• _Work task_: A verbatim copy of every record is required, and no pictures should be included.

• _Data for analysis_:
+===+

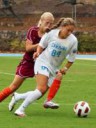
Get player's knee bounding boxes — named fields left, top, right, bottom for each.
left=37, top=85, right=48, bottom=95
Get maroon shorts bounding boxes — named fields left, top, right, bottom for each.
left=16, top=59, right=35, bottom=78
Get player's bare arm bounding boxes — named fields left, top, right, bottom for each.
left=33, top=45, right=44, bottom=59
left=25, top=39, right=38, bottom=52
left=60, top=61, right=73, bottom=75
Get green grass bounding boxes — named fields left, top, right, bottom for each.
left=0, top=57, right=96, bottom=128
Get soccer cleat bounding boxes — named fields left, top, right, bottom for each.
left=43, top=100, right=59, bottom=109
left=8, top=92, right=17, bottom=111
left=14, top=109, right=26, bottom=117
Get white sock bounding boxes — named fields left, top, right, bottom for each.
left=16, top=89, right=42, bottom=112
left=15, top=91, right=33, bottom=101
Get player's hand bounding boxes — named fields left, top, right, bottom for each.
left=33, top=52, right=39, bottom=60
left=59, top=67, right=68, bottom=75
left=56, top=69, right=66, bottom=75
left=59, top=69, right=66, bottom=75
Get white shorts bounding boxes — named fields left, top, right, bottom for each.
left=34, top=60, right=55, bottom=87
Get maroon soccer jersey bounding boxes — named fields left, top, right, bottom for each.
left=16, top=26, right=41, bottom=78
left=23, top=26, right=41, bottom=61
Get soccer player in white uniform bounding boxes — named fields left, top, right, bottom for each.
left=11, top=17, right=78, bottom=117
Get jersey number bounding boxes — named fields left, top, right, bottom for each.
left=51, top=50, right=61, bottom=57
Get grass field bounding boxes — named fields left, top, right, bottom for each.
left=0, top=57, right=96, bottom=128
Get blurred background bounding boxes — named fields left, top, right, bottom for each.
left=0, top=0, right=96, bottom=53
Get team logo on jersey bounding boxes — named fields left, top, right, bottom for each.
left=51, top=42, right=67, bottom=51
left=41, top=66, right=49, bottom=71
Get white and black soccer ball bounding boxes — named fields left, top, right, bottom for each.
left=73, top=101, right=91, bottom=117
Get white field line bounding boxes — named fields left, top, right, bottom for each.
left=76, top=58, right=96, bottom=61
left=0, top=72, right=14, bottom=76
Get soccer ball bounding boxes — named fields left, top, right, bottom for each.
left=73, top=101, right=91, bottom=117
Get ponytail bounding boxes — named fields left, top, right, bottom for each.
left=51, top=18, right=65, bottom=29
left=51, top=17, right=75, bottom=30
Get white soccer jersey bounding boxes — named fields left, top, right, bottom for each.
left=35, top=29, right=78, bottom=75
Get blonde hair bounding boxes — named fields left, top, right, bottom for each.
left=38, top=12, right=54, bottom=27
left=52, top=17, right=76, bottom=29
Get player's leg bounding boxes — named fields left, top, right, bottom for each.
left=0, top=75, right=25, bottom=102
left=14, top=74, right=48, bottom=117
left=8, top=91, right=33, bottom=111
left=8, top=60, right=35, bottom=110
left=44, top=72, right=63, bottom=109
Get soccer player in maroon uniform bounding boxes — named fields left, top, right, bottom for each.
left=0, top=12, right=54, bottom=102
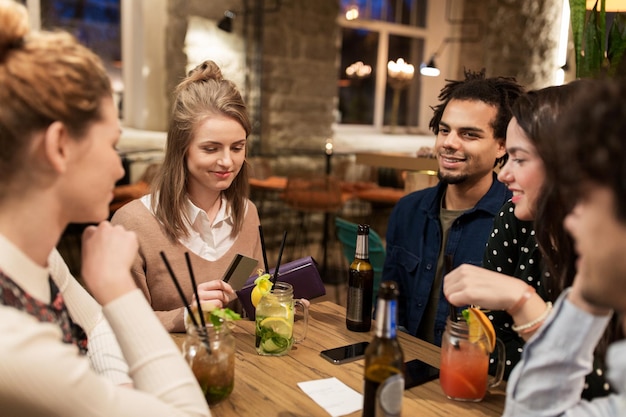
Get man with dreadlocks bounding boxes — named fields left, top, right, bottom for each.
left=382, top=69, right=523, bottom=346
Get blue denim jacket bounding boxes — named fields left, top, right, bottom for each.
left=383, top=173, right=511, bottom=346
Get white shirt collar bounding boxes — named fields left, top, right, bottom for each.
left=184, top=195, right=232, bottom=228
left=142, top=193, right=242, bottom=262
left=0, top=234, right=51, bottom=302
left=141, top=193, right=233, bottom=228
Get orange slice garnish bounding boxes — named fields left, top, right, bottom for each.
left=466, top=307, right=496, bottom=353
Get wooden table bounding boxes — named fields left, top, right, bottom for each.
left=173, top=301, right=505, bottom=416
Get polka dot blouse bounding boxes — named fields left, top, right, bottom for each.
left=483, top=201, right=612, bottom=399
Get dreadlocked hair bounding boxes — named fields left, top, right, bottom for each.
left=428, top=68, right=524, bottom=167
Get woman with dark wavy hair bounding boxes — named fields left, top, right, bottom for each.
left=112, top=60, right=263, bottom=332
left=503, top=79, right=626, bottom=417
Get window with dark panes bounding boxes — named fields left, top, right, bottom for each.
left=339, top=28, right=378, bottom=125
left=338, top=0, right=428, bottom=130
left=40, top=0, right=120, bottom=62
left=39, top=0, right=122, bottom=114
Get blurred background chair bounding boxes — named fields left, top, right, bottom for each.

+===+

• _Exercise output_:
Get player's knee bounding boxes — named fields left, top, right, bottom for each.
left=37, top=85, right=48, bottom=95
Get maroon shorts bounding boxes — named fields left, top, right, bottom for each.
left=16, top=59, right=35, bottom=78
Get player's bare arm bounding boxes — named fields left, top, right, bottom for each.
left=33, top=45, right=44, bottom=59
left=25, top=39, right=38, bottom=52
left=60, top=61, right=73, bottom=75
Get green grass bounding boxes — named fields left, top, right, bottom for each.
left=0, top=57, right=96, bottom=128
Get soccer cleat bounding boxes — named fields left, top, right, bottom for each.
left=43, top=100, right=59, bottom=109
left=8, top=92, right=17, bottom=111
left=14, top=109, right=26, bottom=117
Get white sock bounding boxes — named fields left, top, right, bottom for each.
left=16, top=89, right=42, bottom=112
left=15, top=91, right=33, bottom=101
Get player's hand bounding boxes — named fields left, top, right, bottom for each.
left=33, top=52, right=39, bottom=60
left=59, top=67, right=68, bottom=75
left=56, top=69, right=66, bottom=75
left=59, top=69, right=66, bottom=75
Get white shorts bounding boxes — named fields left, top, right, bottom for each.
left=34, top=60, right=55, bottom=87
Get maroon soccer jersey bounding boxes — named fields left, top, right, bottom for each.
left=16, top=26, right=41, bottom=78
left=23, top=26, right=41, bottom=61
Get soccer player in white uniform bounding boxes — named fields left, top, right, bottom for each.
left=11, top=17, right=78, bottom=117
Get jersey number bounding boxes — named fields left, top, right, bottom for each.
left=51, top=50, right=61, bottom=57
Get grass field bounding boxes — named fields left, top, right, bottom for each.
left=0, top=57, right=96, bottom=128
Get blurred background bounding boxes — named fields left, top, right, bottom for each.
left=0, top=0, right=96, bottom=53
Get team logo on jersey bounding boxes — named fields left, top, right, bottom for each.
left=51, top=42, right=67, bottom=51
left=41, top=66, right=49, bottom=71
Get white and black soccer ball bounding boxes — named fields left, top, right, bottom for each.
left=73, top=101, right=91, bottom=117
Get white field line bounding boxes — named fields left, top, right, bottom for each.
left=76, top=58, right=96, bottom=61
left=0, top=72, right=14, bottom=76
Get soccer ball bounding boxes — named fields left, top, right, bottom for each.
left=73, top=101, right=91, bottom=117
Get ponytail bounding boxes — named fields left, top, right, bottom for each.
left=51, top=18, right=65, bottom=29
left=51, top=17, right=75, bottom=30
Get white soccer jersey bounding boxes — named fields left, top, right, bottom for each.
left=35, top=29, right=78, bottom=75
Get blonde hair bounding boxes — named fields left, top, right, bottom for each.
left=38, top=12, right=54, bottom=27
left=52, top=17, right=76, bottom=29
Get player's leg bounding boxes — named fields left, top, right, bottom for each.
left=0, top=75, right=25, bottom=102
left=14, top=74, right=48, bottom=117
left=8, top=91, right=33, bottom=111
left=8, top=60, right=35, bottom=110
left=44, top=72, right=63, bottom=109
Get soccer player in maroon uniform bounding boxes — named fields left, top, right, bottom for each.
left=0, top=12, right=54, bottom=102
Get man with dreadlocks bounding boxes — named fields left, top, right, bottom for each.
left=382, top=69, right=523, bottom=346
Get blue denim jacket bounding boxes — named fields left, top, right, bottom for each.
left=383, top=173, right=511, bottom=346
Get white shirt collar bounding boxes — named fields left, top, right, bottom for each.
left=184, top=195, right=232, bottom=228
left=142, top=193, right=242, bottom=262
left=0, top=234, right=51, bottom=302
left=141, top=193, right=233, bottom=228
Get orange slice garnish bounding boxes — named fields left, top, right, bottom for each.
left=466, top=307, right=496, bottom=353
Get wooden table bounding boxes — named fields left, top, right, bottom for each.
left=173, top=301, right=505, bottom=416
Get polka dot blouse bounding boxes — named fields left, top, right, bottom for each.
left=483, top=201, right=612, bottom=399
Get dreadlocked hair bounding boxes — named fields left, top, right, bottom for each.
left=428, top=68, right=524, bottom=167
Get woman with dark wavy hair bounding boxes — named fields left, top, right, bottom for each.
left=112, top=60, right=263, bottom=332
left=503, top=79, right=626, bottom=417
Get window with dark panes bounding boxes — named fields left, top, right, bottom for each.
left=339, top=28, right=378, bottom=125
left=338, top=0, right=428, bottom=130
left=40, top=0, right=120, bottom=62
left=39, top=0, right=122, bottom=114
Get blurred background chair bounding boxes — named fields left, top, right, bottom for each.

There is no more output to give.